What to do →
(1) Answer these questions about the text on entity recognition and PII detection:
(a) Which subcategories does the table list for the Location category?
(b) Which client method is called to detect PII entities?
(c) What category does the sample output report for 123-45-6789?
(2) Carry on the text on entity recognition and PII detection from its last line.

Selected passage →
== Segment start ==

Named Entity Recognition (NER)
documents = [
"Microsoft was founded by Bill Gates and Paul Allen in Albuquerque on April 4, 1975."
]
response = client.recognize_entities(documents)
for doc in response:
for entity in doc.entities:
print(f"Entity: {entity.text}")
print(f" Category: {entity.category}")
print(f" Subcategory: {entity.subcategory}")
print(f" Confidence: {entity.confidence_score:.2f}")
print(f" Offset: {entity.offset}")
NER Entity Categories
| Category | Subcategories | Examples |
|---|---|---|
| Person | — | "Bill Gates", "Marie Curie" |
| Organization | — | "Microsoft", "United Nations" |
| Location | GPE, Structural, Geographic | "Paris", "Eiffel Tower", "Pacific Ocean" |
| DateTime | Date, Time, DateRange, Duration | "April 4, 1975", "3 PM", "two weeks" |
| Quantity | Number, Percentage, Currency, Age | "42", "15%", "$1,000", "30 years old" |
| URL | — | "https://example.com" |
| — | "user@example.com" | |
| Phone Number | — | "(555) 123-4567" |
| IP Address | — | "192.168.1.1" |
PII Detection and Redaction
documents = [
"My SSN is 123-45-6789 and my email is john@example.com. "
"Call me at (555) 123-4567."
]
response = client.recognize_pii_entities(documents)
for doc in response:
print(f"Redacted text: {doc.redacted_text}")
for entity in doc.entities:
print(f" PII: {entity.text} ({entity.category})")
# Output:
# Redacted text: My SSN is *********** and my email is ****************.
# Call me at **************.
# PII: 123-45-6789 (USSocialSecurityNumber)
# PII: john@example.com (Email)
# PII: (555) 123-4567 (PhoneNumber)
PII Categories
| Category | Examples |
|---|---|
| USSocialSecurityNumber | SSNs |
| CreditCardNumber | Visa, Mastercard numbers |
| Email addresses | |
| PhoneNumber | Phone numbers |
| Address | Physical addresses |
| IPAddress | IP addresses |
| Person | Personal names |
| Organization | Organization names (when contextually PII) |
Key Phrase Extraction
documents = [
"Azure AI Language provides powerful natural language processing "

== Segment end ==

Material supplied →

== Segment start ==

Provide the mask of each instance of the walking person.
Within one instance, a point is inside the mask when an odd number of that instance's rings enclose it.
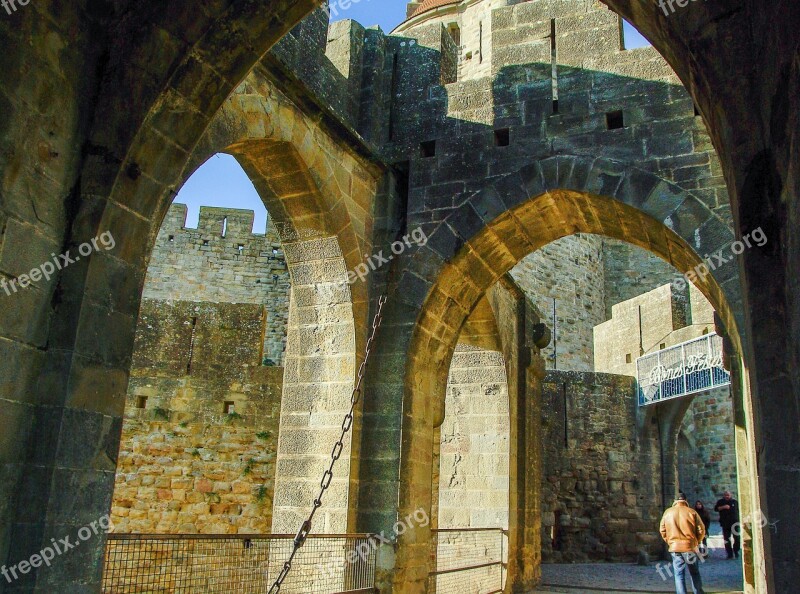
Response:
[[[708,531],[711,528],[711,514],[699,499],[694,502],[694,511],[696,511],[700,519],[703,520],[703,527],[706,529],[706,535],[703,538],[703,546],[700,551],[703,553],[703,556],[708,556]]]
[[[686,568],[692,581],[694,594],[705,594],[700,577],[698,560],[700,543],[706,536],[705,525],[698,513],[686,502],[686,495],[680,493],[672,507],[661,518],[661,538],[669,545],[672,568],[675,576],[675,593],[686,594]]]
[[[714,511],[719,512],[719,525],[722,526],[722,538],[725,539],[725,552],[728,559],[738,559],[741,543],[738,531],[733,527],[739,523],[739,502],[731,496],[730,491],[725,491],[722,499],[717,501],[714,506]],[[731,536],[733,537],[733,546],[731,546]]]

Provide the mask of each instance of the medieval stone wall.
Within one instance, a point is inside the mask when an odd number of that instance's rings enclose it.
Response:
[[[145,299],[252,303],[267,312],[264,362],[282,365],[291,279],[272,225],[253,233],[252,211],[200,208],[187,228],[186,205],[173,204],[147,269]]]
[[[508,384],[500,353],[458,346],[440,435],[439,528],[507,528]]]
[[[142,303],[112,503],[116,532],[269,532],[283,368],[266,310]]]
[[[712,516],[725,491],[737,491],[733,397],[729,387],[698,394],[678,435],[678,484]]]
[[[511,270],[553,330],[554,340],[542,349],[548,369],[594,370],[592,329],[605,321],[603,270],[603,239],[597,235],[559,239]]]
[[[611,318],[611,308],[682,275],[671,264],[640,247],[605,238],[603,264],[606,289],[605,319]]]
[[[636,428],[633,378],[549,371],[542,394],[545,562],[631,561],[660,546],[658,446]]]

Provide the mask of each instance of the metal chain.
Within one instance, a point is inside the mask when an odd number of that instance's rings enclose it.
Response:
[[[331,451],[331,464],[328,467],[328,470],[322,474],[322,480],[319,484],[319,495],[317,495],[317,498],[314,499],[314,506],[311,509],[311,513],[308,514],[308,518],[305,522],[303,522],[303,525],[300,526],[297,536],[294,537],[294,548],[292,549],[292,553],[289,555],[286,563],[283,564],[283,569],[281,569],[281,573],[278,575],[275,583],[272,584],[272,587],[269,589],[269,594],[278,594],[278,592],[281,591],[281,586],[283,585],[286,576],[289,575],[289,571],[292,569],[292,561],[294,560],[294,556],[305,544],[308,534],[311,532],[311,522],[314,520],[314,515],[317,513],[317,510],[322,507],[322,496],[325,494],[325,491],[328,490],[328,487],[331,486],[331,481],[333,480],[333,467],[336,464],[336,461],[341,457],[342,450],[344,450],[344,438],[353,427],[353,413],[358,401],[361,399],[361,384],[364,380],[364,373],[367,369],[367,362],[369,361],[369,354],[372,350],[372,343],[375,340],[375,336],[378,333],[378,328],[380,328],[381,322],[383,322],[382,310],[384,304],[386,303],[386,299],[387,296],[385,294],[378,299],[378,311],[375,312],[375,318],[372,321],[372,334],[367,340],[364,360],[361,362],[361,366],[358,368],[356,385],[353,388],[352,395],[350,396],[350,411],[344,416],[344,420],[342,421],[342,434]]]

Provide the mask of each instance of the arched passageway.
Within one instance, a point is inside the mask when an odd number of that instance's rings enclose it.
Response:
[[[639,174],[617,170],[616,176],[604,176],[603,173],[598,177],[594,177],[592,174],[586,176],[586,169],[581,170],[576,167],[576,163],[571,162],[569,158],[558,158],[558,160],[560,161],[558,167],[550,168],[542,164],[534,166],[531,171],[526,172],[523,180],[530,180],[527,182],[528,189],[526,189],[526,182],[523,181],[518,191],[521,195],[523,192],[530,192],[528,195],[533,194],[534,197],[526,200],[520,199],[521,196],[518,196],[517,205],[507,212],[499,214],[499,216],[487,216],[485,226],[464,237],[463,247],[456,247],[456,253],[452,259],[444,263],[438,276],[432,277],[427,298],[417,322],[413,326],[414,335],[409,348],[409,364],[405,379],[405,407],[408,412],[405,415],[403,428],[406,457],[405,463],[401,467],[401,513],[405,511],[406,505],[419,505],[421,498],[425,497],[421,492],[421,485],[415,484],[414,477],[424,476],[424,468],[430,467],[430,452],[426,452],[423,444],[430,443],[433,427],[442,418],[441,407],[444,403],[447,367],[443,367],[442,363],[433,362],[450,361],[460,328],[480,297],[522,257],[559,237],[572,233],[595,233],[639,245],[671,263],[679,271],[691,271],[702,262],[702,258],[695,252],[696,248],[690,247],[687,240],[679,235],[679,233],[684,234],[690,241],[696,239],[694,230],[702,219],[698,219],[696,214],[693,214],[691,218],[686,217],[689,212],[692,212],[687,210],[692,208],[691,197],[678,198],[676,196],[671,210],[660,211],[658,209],[670,208],[665,206],[663,188],[655,190],[659,194],[659,200],[650,202],[641,194],[633,194],[631,186],[623,181]],[[580,161],[578,161],[579,164]],[[613,166],[599,163],[595,163],[595,166],[599,172],[614,171]],[[617,199],[587,191],[560,189],[558,183],[548,186],[548,172],[560,171],[561,167],[566,176],[569,176],[570,173],[574,175],[581,172],[577,179],[583,181],[578,183],[586,183],[586,180],[589,180],[589,185],[591,185],[594,180],[601,186],[606,184],[606,187],[610,188],[612,192],[616,191]],[[640,181],[642,178],[646,179],[646,175],[641,174]],[[573,177],[574,179],[576,178]],[[650,188],[653,191],[654,188],[659,187],[659,183],[661,182],[653,180],[649,184],[645,183],[644,186],[639,187]],[[569,187],[571,184],[567,182],[564,185]],[[530,191],[531,186],[555,189],[535,194]],[[480,204],[479,198],[476,201],[477,204]],[[514,202],[514,198],[507,198],[507,203],[509,201]],[[633,208],[629,205],[630,202],[638,205],[639,208]],[[650,205],[657,209],[653,211],[653,214],[659,216],[661,220],[670,222],[675,231],[647,214]],[[476,210],[481,212],[479,208]],[[696,210],[694,212],[697,213]],[[458,222],[455,224],[455,229],[447,228],[445,231],[443,226],[436,232],[460,233],[457,227]],[[713,225],[713,216],[709,217],[705,224]],[[437,245],[435,243],[436,232],[432,234],[430,240],[434,245]],[[722,249],[733,239],[729,233],[724,232],[712,237],[714,237],[712,241],[718,242],[718,245],[709,244],[708,251]],[[699,246],[697,243],[695,245],[701,248],[700,251],[706,247]],[[731,306],[731,303],[735,303],[737,299],[736,288],[735,283],[728,282],[731,277],[735,279],[735,275],[732,267],[719,269],[714,271],[713,276],[708,275],[699,281],[698,286],[715,305],[720,317],[724,320],[726,330],[731,333],[734,343],[740,344],[736,321],[737,311],[735,307]],[[725,289],[723,285],[726,287]],[[738,313],[741,314],[741,312]],[[531,379],[535,377],[534,373]],[[432,397],[432,394],[436,397]],[[432,419],[432,422],[426,422],[428,419]],[[513,425],[514,418],[512,417]],[[740,427],[739,430],[745,431],[745,428]],[[537,464],[534,459],[535,451],[529,450],[529,456],[531,458],[527,461],[527,466],[535,468]],[[536,504],[531,501],[531,499],[535,499],[535,495],[531,497],[534,493],[536,493],[535,490],[526,493],[528,511],[531,512],[536,507]],[[535,517],[535,515],[533,512],[531,517]],[[522,529],[523,527],[517,526],[517,528]],[[535,529],[538,531],[538,525],[535,526]],[[414,541],[409,538],[407,542],[403,543],[405,546],[401,547],[401,553],[398,555],[401,567],[404,564],[425,566],[424,541],[426,537],[424,530],[420,532],[415,535]],[[511,557],[519,555],[519,567],[536,565],[535,554],[531,551],[536,546],[536,542],[525,542],[522,539],[517,542],[511,540],[509,563],[512,564]],[[528,580],[531,578],[532,576],[528,576]],[[512,574],[510,574],[510,579],[512,581],[514,579]],[[528,581],[527,585],[529,587],[532,582]]]

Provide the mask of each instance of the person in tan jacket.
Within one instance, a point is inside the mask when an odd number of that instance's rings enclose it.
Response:
[[[705,558],[700,554],[700,543],[703,542],[705,536],[706,528],[700,514],[689,507],[686,495],[681,493],[661,518],[661,538],[669,545],[669,552],[672,555],[676,594],[686,594],[687,566],[692,581],[692,592],[705,594],[703,580],[700,578],[700,568],[697,566],[698,559],[705,563]],[[661,568],[657,568],[657,571],[661,575]]]

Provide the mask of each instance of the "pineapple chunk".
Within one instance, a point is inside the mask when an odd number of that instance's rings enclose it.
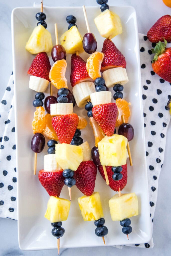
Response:
[[[44,217],[51,222],[66,220],[71,204],[71,201],[67,199],[51,196],[47,203],[47,208]]]
[[[109,201],[112,219],[122,220],[138,215],[138,198],[135,193],[115,195]]]
[[[76,171],[84,158],[81,147],[65,143],[56,144],[55,154],[56,161],[63,170]]]
[[[113,38],[122,33],[122,27],[118,15],[107,9],[94,20],[102,36]]]
[[[65,49],[67,53],[71,54],[78,51],[79,53],[84,51],[83,38],[76,26],[73,26],[65,32],[60,38],[61,45]]]
[[[125,164],[127,157],[127,139],[122,135],[106,135],[98,143],[102,165],[120,166]]]
[[[84,220],[95,220],[103,215],[100,195],[94,192],[91,196],[83,196],[78,199],[79,206]]]
[[[34,29],[25,48],[32,54],[42,52],[51,51],[53,47],[51,34],[42,25]]]

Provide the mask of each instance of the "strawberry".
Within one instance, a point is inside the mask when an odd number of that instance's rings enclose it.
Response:
[[[63,170],[46,172],[39,171],[38,178],[40,183],[50,196],[59,197],[64,185],[65,178],[62,175]]]
[[[75,172],[75,185],[85,196],[91,196],[94,192],[97,171],[93,161],[86,161],[82,162]]]
[[[86,62],[80,56],[73,54],[71,59],[71,67],[70,81],[73,87],[78,83],[93,81],[88,74]]]
[[[122,178],[119,180],[114,180],[112,178],[112,175],[113,174],[111,166],[106,166],[106,168],[107,176],[109,179],[109,186],[112,189],[115,191],[119,191],[119,188],[120,190],[122,190],[126,185],[127,182],[127,165],[122,165],[123,169],[121,173],[123,175]],[[98,165],[98,169],[103,179],[106,181],[104,171],[102,165]]]
[[[115,103],[96,105],[93,108],[93,116],[95,121],[107,136],[114,133],[118,109]]]
[[[44,78],[50,82],[49,78],[51,68],[48,56],[46,52],[40,52],[35,57],[27,72],[32,76]]]
[[[164,15],[158,20],[147,32],[149,41],[152,43],[164,42],[164,38],[171,42],[171,16]]]
[[[52,118],[52,126],[60,143],[70,144],[75,132],[79,120],[77,114],[74,113],[60,115]]]
[[[154,49],[155,54],[152,61],[152,67],[155,73],[162,78],[171,83],[171,48],[166,48],[167,41],[164,43],[160,41]]]
[[[111,68],[126,67],[126,62],[124,56],[109,39],[105,39],[104,41],[102,52],[105,56],[101,66],[101,72]]]

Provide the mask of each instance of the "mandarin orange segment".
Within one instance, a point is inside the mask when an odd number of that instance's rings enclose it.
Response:
[[[86,68],[88,74],[90,77],[94,80],[101,76],[100,69],[104,56],[103,52],[96,51],[87,60]]]
[[[55,140],[58,141],[58,138],[55,130],[53,128],[52,122],[53,117],[49,114],[47,114],[45,116],[45,128],[43,133],[48,140]]]
[[[105,134],[103,131],[98,124],[96,122],[93,117],[90,116],[90,124],[91,125],[94,134],[95,139],[95,146],[98,147],[97,144],[105,136]]]
[[[43,107],[37,107],[32,122],[33,133],[42,132],[45,127],[45,110]]]
[[[49,79],[57,89],[68,88],[67,81],[65,75],[67,66],[65,60],[60,60],[55,62],[51,69]]]
[[[125,100],[120,98],[117,99],[116,100],[116,104],[118,108],[118,112],[115,126],[117,127],[123,123],[122,121],[122,115],[124,116],[125,122],[128,122],[130,115],[129,105],[131,104],[130,102],[128,103]]]

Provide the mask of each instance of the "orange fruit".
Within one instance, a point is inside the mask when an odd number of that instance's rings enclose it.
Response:
[[[53,117],[49,114],[47,114],[45,115],[45,128],[43,132],[45,136],[46,136],[48,139],[58,141],[59,140],[57,134],[52,126],[52,120]]]
[[[90,77],[94,80],[97,77],[101,77],[100,69],[104,56],[103,52],[96,51],[90,55],[87,60],[87,72]]]
[[[129,105],[130,105],[130,103],[128,103],[125,100],[119,98],[116,100],[116,104],[118,108],[118,114],[115,126],[117,127],[123,123],[121,116],[124,116],[125,123],[127,123],[128,121],[130,115],[129,108]]]
[[[32,122],[33,133],[41,133],[45,127],[45,110],[43,107],[37,107],[34,114],[34,118]]]
[[[77,129],[79,129],[79,130],[81,130],[82,129],[84,129],[87,124],[87,120],[83,118],[83,117],[81,117],[79,116],[78,115],[79,120],[78,120],[78,123],[77,126]]]
[[[55,62],[51,69],[49,79],[57,89],[68,88],[67,81],[65,76],[67,66],[65,60],[60,60]]]
[[[90,116],[90,124],[93,129],[94,134],[94,136],[95,139],[95,146],[97,147],[97,144],[99,141],[100,141],[105,136],[105,134],[96,122],[93,117]]]

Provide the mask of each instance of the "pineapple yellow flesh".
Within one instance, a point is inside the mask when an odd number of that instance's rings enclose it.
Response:
[[[51,34],[42,25],[34,29],[25,48],[32,54],[42,52],[51,51],[53,47]]]
[[[45,217],[51,222],[66,220],[69,213],[71,202],[67,199],[51,196],[47,203]]]
[[[120,166],[125,164],[127,157],[127,139],[122,135],[106,135],[98,143],[102,165]]]
[[[109,201],[112,219],[113,221],[122,220],[138,215],[138,198],[135,193],[116,194]]]
[[[56,161],[63,170],[76,171],[84,159],[81,147],[65,143],[56,144],[55,154]]]
[[[118,15],[108,9],[94,20],[100,35],[106,38],[113,38],[122,33],[122,27]]]
[[[76,26],[73,26],[65,32],[60,38],[61,43],[65,48],[67,53],[72,54],[77,51],[79,53],[84,51],[83,38]]]
[[[78,199],[78,204],[84,220],[95,220],[103,215],[100,195],[94,192],[91,196],[83,196]]]

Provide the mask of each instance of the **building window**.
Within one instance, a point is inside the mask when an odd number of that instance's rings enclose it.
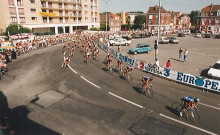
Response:
[[[36,12],[36,9],[35,8],[31,8],[31,12]]]
[[[19,8],[18,12],[19,12],[19,15],[24,15],[24,9],[23,8]]]
[[[37,20],[37,17],[31,17],[31,20],[35,21]]]
[[[21,23],[25,23],[25,17],[19,17]]]
[[[34,4],[34,3],[35,3],[35,0],[30,0],[30,2]]]
[[[15,5],[14,0],[8,0],[8,5]]]
[[[17,17],[11,17],[11,22],[17,22]]]
[[[16,8],[10,7],[9,11],[10,11],[10,15],[16,15]]]

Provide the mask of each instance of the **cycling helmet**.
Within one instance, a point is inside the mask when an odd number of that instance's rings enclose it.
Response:
[[[200,102],[199,98],[197,98],[197,97],[194,97],[194,101],[195,102]]]

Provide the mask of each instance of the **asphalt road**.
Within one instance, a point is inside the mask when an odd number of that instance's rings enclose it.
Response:
[[[176,35],[173,35],[176,37]],[[219,59],[220,45],[219,39],[215,38],[196,38],[194,35],[186,35],[186,37],[176,37],[180,42],[179,44],[159,44],[158,46],[158,60],[160,66],[165,66],[167,60],[171,61],[171,69],[179,72],[190,73],[197,76],[206,76],[210,66],[213,66]],[[149,54],[127,54],[128,50],[135,47],[138,43],[148,43],[154,48],[154,41],[156,36],[150,38],[132,39],[130,46],[122,46],[121,53],[128,55],[144,62],[154,63],[154,49]],[[179,61],[179,49],[189,51],[187,62]],[[117,46],[111,47],[118,50]]]
[[[1,108],[1,113],[10,114],[16,134],[220,134],[219,94],[154,77],[155,94],[148,98],[135,90],[145,72],[135,70],[129,83],[103,70],[105,52],[98,61],[84,63],[79,49],[71,57],[71,68],[61,68],[61,48],[39,49],[8,65],[0,89],[10,111]],[[200,98],[198,124],[171,111],[172,103],[184,96]]]

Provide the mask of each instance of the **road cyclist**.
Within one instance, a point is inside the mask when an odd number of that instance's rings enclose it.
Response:
[[[68,68],[69,63],[70,63],[70,56],[64,58],[64,61],[63,61],[61,67],[67,67]]]
[[[110,55],[106,56],[106,70],[112,73],[113,61]]]
[[[124,61],[122,59],[118,59],[117,63],[118,63],[118,65],[116,66],[117,71],[119,73],[123,72]]]
[[[199,109],[197,104],[200,102],[198,97],[185,96],[181,98],[181,103],[174,102],[172,109],[176,111],[175,113],[187,120],[198,123],[200,120]]]
[[[132,81],[132,71],[134,70],[134,67],[127,66],[122,74],[122,77],[127,80],[128,82]]]
[[[141,92],[142,94],[148,96],[148,97],[153,97],[153,89],[152,89],[152,82],[153,82],[153,77],[150,76],[144,76],[141,81],[143,83],[139,83],[137,85],[137,89],[139,92]]]

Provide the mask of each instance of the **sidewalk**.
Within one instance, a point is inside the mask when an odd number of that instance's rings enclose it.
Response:
[[[193,35],[186,37],[177,37],[180,40],[179,44],[159,44],[158,47],[158,59],[160,66],[164,67],[167,60],[171,61],[171,69],[190,73],[192,75],[201,76],[204,72],[207,72],[209,67],[212,66],[216,61],[220,59],[220,46],[219,39],[207,39],[207,38],[196,38]],[[140,61],[154,63],[154,40],[156,37],[144,38],[144,39],[132,39],[130,46],[121,46],[121,53],[135,58]],[[149,43],[153,49],[149,54],[128,54],[128,50],[135,47],[137,43]],[[180,47],[189,51],[187,56],[187,62],[179,61],[179,49]],[[111,46],[112,49],[118,50],[118,46]],[[203,73],[203,74],[201,74]]]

== Segment end ==

Your responses →
(1)
(a) GPE, Structural, Geographic
(b) recognize_pii_entities
(c) USSocialSecurityNumber

(2)
"capabilities for text analytics, sentiment analysis, and entity recognition."
]
response = client.extract_key_phrases(documents)
for doc in response:
print(f"Key phrases: {doc.key_phrases}")
# Output: ['Azure AI Language', 'natural language processing',
# 'text analytics', 'sentiment analysis', 'entity recognition']
Language Detection
documents = [
"Bonjour le monde",
"Hello world",
"Hola mundo"
]
response = client.detect_language(documents)
for doc in response:
lang = doc.primary_language
print(f"Text: '{doc.id}' → {lang.name} ({lang.iso6391_name})"
f" confidence: {lang.confidence_score:.2f}")
# Output:
# Text → French (fr) confidence: 1.00
# Text → English (en) confidence: 1.00
# Text → Spanish (es) confidence: 1.00
Text Summarization
Azure AI Language offers two types of summarization:
| Type | Description | Output |
|---|---|---|
| Extractive | Selects key sentences from the original text | Original sentences (ranked by importance) |
| Abstractive | Generates new summary text | New text that paraphrases the original |
from azure.ai.textanalytics import (
ExtractiveSummaryAction,
AbstractiveSummaryAction
)
# Extractive summarization
poller = client.begin_analyze_actions(
documents=["Long document text here..."],
actions=[ExtractiveSummaryAction(max_sentence_count=3)]
)
for result in poller.result():
for summary in result:
for sentence in summary.sentences:
print(f" - {sentence.text} (rank: {sentence.rank_score:.2f})")
What sentiment values can Azure AI Language sentiment analysis return?
What does opinion mining add to basic sentiment analysis?
Which method should you call to get PII entities AND a redacted version of the text?
What is the difference between extractive and abstractive summarization?